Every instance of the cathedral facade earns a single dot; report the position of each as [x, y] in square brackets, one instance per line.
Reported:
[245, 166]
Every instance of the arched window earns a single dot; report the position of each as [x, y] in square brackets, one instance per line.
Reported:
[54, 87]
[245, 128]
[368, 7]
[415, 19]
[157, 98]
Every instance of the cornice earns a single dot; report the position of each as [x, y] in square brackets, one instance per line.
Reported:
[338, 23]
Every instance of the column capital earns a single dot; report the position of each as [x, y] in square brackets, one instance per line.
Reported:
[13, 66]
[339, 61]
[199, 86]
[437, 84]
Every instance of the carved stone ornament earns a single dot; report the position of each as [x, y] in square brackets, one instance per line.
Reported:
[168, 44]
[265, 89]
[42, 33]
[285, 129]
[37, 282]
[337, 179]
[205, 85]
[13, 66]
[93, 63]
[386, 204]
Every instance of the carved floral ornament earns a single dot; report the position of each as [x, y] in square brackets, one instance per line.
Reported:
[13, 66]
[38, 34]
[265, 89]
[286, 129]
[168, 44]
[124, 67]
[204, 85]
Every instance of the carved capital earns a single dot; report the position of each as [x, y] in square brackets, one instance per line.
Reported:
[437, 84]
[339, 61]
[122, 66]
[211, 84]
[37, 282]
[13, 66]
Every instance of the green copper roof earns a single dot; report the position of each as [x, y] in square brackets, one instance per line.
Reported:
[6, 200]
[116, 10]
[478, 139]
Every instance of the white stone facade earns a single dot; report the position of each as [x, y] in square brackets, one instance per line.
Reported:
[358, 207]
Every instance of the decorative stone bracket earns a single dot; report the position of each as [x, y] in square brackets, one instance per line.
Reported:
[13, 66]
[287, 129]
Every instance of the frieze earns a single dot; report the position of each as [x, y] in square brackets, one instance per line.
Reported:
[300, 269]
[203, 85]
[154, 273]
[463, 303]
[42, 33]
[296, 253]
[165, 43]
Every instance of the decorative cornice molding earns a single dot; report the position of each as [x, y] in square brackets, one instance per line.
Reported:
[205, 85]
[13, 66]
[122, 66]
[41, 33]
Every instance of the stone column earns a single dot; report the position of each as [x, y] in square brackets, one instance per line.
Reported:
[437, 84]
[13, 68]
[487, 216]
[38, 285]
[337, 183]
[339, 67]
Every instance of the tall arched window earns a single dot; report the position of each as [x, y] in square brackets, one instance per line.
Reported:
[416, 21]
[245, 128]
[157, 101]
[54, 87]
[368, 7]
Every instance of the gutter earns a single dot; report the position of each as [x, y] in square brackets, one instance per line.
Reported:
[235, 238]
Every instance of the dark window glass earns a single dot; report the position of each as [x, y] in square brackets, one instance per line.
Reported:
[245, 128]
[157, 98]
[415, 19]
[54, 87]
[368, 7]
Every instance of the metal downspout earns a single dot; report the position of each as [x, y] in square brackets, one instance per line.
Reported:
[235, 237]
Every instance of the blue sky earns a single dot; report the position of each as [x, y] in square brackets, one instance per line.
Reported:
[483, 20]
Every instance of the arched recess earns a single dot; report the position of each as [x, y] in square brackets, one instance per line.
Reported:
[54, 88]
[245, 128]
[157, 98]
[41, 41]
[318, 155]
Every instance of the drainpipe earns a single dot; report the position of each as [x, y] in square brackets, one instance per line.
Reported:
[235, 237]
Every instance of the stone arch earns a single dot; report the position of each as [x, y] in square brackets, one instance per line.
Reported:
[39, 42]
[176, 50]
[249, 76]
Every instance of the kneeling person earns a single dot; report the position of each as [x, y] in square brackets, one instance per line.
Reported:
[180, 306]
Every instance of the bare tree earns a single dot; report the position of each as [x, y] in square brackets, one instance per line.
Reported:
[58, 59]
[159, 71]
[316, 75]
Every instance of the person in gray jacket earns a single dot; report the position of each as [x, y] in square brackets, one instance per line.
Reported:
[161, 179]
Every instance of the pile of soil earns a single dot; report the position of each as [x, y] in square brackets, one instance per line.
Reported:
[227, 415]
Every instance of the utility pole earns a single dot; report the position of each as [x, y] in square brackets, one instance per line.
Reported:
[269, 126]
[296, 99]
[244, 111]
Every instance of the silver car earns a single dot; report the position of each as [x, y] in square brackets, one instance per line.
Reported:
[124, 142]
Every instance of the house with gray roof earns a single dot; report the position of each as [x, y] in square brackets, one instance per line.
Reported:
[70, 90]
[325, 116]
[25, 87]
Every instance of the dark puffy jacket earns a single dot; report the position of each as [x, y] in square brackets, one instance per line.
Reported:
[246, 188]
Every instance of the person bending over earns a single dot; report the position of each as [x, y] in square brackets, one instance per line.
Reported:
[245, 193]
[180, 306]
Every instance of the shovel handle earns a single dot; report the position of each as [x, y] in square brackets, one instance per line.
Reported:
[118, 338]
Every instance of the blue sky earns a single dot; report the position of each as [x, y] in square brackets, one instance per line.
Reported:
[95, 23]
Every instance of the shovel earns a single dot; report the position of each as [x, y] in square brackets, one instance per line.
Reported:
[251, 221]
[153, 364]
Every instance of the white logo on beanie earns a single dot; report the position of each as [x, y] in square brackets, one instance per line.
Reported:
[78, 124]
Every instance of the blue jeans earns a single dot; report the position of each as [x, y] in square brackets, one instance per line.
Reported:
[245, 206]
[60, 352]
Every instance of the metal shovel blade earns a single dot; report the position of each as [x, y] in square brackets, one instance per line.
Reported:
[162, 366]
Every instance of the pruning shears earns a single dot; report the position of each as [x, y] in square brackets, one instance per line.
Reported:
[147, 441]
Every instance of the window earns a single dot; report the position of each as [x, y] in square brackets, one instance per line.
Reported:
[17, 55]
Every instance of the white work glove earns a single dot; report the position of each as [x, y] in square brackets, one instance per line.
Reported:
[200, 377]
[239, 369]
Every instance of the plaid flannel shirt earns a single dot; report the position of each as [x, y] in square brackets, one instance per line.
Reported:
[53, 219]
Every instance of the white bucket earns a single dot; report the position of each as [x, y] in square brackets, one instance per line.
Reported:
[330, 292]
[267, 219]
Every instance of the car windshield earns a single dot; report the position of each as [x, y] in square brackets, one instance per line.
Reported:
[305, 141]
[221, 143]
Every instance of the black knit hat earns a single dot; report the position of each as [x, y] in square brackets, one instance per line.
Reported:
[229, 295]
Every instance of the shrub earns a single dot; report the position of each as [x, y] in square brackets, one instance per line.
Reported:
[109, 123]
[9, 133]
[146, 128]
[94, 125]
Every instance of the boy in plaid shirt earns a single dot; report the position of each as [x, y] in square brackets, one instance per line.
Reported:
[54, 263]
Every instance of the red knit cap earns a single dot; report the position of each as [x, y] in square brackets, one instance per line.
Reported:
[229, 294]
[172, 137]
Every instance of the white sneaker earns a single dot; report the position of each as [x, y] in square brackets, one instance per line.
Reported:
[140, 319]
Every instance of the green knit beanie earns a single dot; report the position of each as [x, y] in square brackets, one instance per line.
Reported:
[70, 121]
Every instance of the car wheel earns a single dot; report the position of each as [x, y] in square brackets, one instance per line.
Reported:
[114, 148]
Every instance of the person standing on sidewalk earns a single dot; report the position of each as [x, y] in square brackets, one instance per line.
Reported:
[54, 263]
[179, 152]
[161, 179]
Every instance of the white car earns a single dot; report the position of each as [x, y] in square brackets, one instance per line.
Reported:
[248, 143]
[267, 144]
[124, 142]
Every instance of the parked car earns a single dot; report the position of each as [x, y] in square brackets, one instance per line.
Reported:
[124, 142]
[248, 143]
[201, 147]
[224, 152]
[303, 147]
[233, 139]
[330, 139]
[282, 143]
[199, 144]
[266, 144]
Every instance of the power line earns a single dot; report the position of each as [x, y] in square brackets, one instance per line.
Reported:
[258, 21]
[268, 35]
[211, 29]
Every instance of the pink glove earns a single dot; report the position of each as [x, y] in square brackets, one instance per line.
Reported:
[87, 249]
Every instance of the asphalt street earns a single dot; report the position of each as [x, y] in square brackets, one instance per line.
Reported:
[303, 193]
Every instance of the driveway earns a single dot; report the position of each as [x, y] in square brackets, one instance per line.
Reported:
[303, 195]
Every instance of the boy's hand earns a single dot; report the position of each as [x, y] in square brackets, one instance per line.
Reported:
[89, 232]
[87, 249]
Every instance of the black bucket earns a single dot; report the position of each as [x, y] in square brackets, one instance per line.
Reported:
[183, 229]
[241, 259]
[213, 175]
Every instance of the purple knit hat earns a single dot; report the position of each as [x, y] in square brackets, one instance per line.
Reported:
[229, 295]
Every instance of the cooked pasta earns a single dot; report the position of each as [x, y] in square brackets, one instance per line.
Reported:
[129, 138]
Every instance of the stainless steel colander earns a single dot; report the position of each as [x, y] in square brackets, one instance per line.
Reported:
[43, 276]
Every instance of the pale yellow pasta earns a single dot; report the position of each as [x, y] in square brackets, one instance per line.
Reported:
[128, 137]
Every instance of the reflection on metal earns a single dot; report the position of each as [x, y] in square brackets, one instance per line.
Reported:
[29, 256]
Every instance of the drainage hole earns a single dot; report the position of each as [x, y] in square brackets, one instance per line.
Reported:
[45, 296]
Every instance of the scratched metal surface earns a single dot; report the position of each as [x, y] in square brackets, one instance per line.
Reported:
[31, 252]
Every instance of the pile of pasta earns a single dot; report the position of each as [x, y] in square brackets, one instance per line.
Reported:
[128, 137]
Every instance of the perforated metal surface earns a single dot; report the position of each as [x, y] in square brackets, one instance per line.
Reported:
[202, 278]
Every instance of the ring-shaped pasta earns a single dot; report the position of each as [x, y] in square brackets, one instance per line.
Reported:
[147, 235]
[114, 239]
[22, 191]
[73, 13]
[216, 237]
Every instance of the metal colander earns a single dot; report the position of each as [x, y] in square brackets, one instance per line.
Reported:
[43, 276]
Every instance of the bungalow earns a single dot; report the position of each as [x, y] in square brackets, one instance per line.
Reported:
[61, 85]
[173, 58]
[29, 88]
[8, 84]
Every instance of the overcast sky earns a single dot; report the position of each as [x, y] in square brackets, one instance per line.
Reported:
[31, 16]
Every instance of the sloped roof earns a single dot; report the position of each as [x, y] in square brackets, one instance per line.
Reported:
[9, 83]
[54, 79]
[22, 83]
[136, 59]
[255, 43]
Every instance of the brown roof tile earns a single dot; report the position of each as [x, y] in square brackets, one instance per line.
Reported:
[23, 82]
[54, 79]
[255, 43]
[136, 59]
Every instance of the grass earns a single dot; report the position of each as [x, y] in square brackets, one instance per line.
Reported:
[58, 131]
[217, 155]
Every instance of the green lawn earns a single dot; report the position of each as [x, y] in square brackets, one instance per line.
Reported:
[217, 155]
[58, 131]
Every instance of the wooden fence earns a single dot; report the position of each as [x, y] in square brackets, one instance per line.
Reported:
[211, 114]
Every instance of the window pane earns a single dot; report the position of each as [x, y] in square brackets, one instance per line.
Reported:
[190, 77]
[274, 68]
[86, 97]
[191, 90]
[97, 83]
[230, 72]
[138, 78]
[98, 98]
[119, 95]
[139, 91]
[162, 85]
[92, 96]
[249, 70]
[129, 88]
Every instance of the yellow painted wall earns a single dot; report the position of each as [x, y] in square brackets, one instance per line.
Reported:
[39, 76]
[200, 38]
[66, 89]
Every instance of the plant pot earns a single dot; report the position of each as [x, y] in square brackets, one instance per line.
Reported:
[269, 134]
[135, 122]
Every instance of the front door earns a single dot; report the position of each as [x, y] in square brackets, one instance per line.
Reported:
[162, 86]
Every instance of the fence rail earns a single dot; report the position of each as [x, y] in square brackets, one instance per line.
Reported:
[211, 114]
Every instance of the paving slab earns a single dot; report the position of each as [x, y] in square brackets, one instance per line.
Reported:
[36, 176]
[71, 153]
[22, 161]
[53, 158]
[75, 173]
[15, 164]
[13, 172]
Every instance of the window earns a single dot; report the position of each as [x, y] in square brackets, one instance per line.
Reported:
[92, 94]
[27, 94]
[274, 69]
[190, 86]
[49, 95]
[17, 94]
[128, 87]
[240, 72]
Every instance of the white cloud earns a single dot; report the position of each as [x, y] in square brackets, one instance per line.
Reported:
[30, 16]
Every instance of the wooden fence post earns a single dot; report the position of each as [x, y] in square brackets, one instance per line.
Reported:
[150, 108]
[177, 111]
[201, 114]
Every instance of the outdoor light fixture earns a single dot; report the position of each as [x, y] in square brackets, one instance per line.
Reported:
- - - - -
> **What the task asks**
Extract the lines above from the one containing "Every instance of the wooden fence earns" to the last line, both included, exactly as written.

> **The completed task**
Every instance of the wooden fence earns a single dot; report the position of each as [x, y] in square brackets, one instance per line.
Reported:
[211, 114]
Every instance of the window pane earns a single dot; report the position of each as [x, y] in square brackets, one instance per line.
Reported:
[190, 77]
[274, 68]
[86, 97]
[191, 90]
[97, 83]
[230, 72]
[138, 78]
[98, 98]
[119, 95]
[139, 91]
[162, 85]
[92, 96]
[249, 70]
[129, 88]
Every instance of the yellow painted wall earns a single dot; report the position of each as [x, y] in square brackets, one instance per line.
Reported:
[39, 76]
[200, 38]
[66, 89]
Every instance of the plant pot earns a single dot; report the position of each as [x, y] in square brackets, one instance per line.
Reported:
[269, 134]
[135, 122]
Every instance of the front door earns a single dot; report the position of each as [x, y] in square brackets, one instance per line.
Reported:
[162, 86]
Every instance of the fence rail earns a single dot; report the position of each as [x, y] in square brackets, one instance per line.
Reported:
[211, 114]
Every instance of the paving slab earns a single dot; report the position of each as [x, y] in square brackets, one instance per line.
Reported:
[36, 176]
[71, 153]
[22, 161]
[53, 158]
[75, 173]
[15, 164]
[13, 172]
Every instance of the window earns a single dot; report the position of each as [x, y] in square brackets, one instance per line.
Reported:
[92, 94]
[27, 94]
[274, 69]
[190, 86]
[49, 95]
[17, 94]
[128, 87]
[240, 72]
Every instance of the white cloud earns a single dot; report the position of each as [x, y] in square brackets, one instance per line.
Reported:
[30, 16]
Every instance of the wooden fence post earns a single dot; report the position of each as [x, y] in square brackets, one instance per line.
Reported:
[150, 108]
[177, 111]
[201, 114]
Every instance of the outdoor light fixture earns a single dot; report the position of each as [x, y] in square brackets, one instance per line.
Reported:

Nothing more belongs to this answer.